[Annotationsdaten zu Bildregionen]
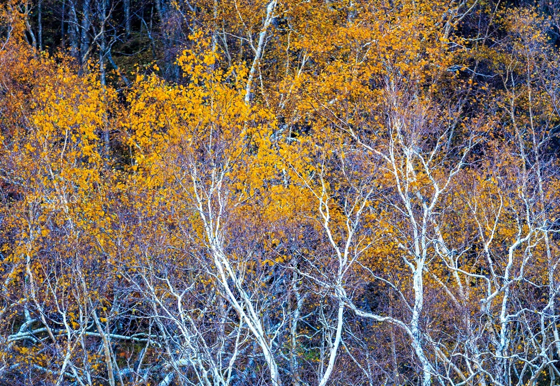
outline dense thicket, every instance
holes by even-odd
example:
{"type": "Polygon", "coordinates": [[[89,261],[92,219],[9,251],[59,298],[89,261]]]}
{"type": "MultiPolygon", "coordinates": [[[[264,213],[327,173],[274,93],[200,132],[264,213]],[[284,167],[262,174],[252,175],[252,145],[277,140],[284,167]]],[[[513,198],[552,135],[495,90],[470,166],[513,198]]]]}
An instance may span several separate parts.
{"type": "Polygon", "coordinates": [[[560,1],[1,7],[0,383],[559,382],[560,1]]]}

AUFGABE >>
Dupliziere sämtliche Zeilen oberhalb dieser Aufgabe wortgetreu und lass dabei die Bilder in deiner Antwort weg.

LÖSUNG >>
outline dense thicket, every instance
holes by even-odd
example:
{"type": "Polygon", "coordinates": [[[89,261],[92,219],[9,251],[59,298],[89,261]]]}
{"type": "MultiPolygon", "coordinates": [[[[264,213],[327,173],[274,93],[200,132],[264,213]],[[284,167],[262,174],[252,175],[252,145],[277,140],[284,167]]],[[[513,198],[552,135],[495,90],[470,166],[513,198]]]]}
An instance may span several separate parts.
{"type": "Polygon", "coordinates": [[[560,1],[1,7],[0,383],[559,382],[560,1]]]}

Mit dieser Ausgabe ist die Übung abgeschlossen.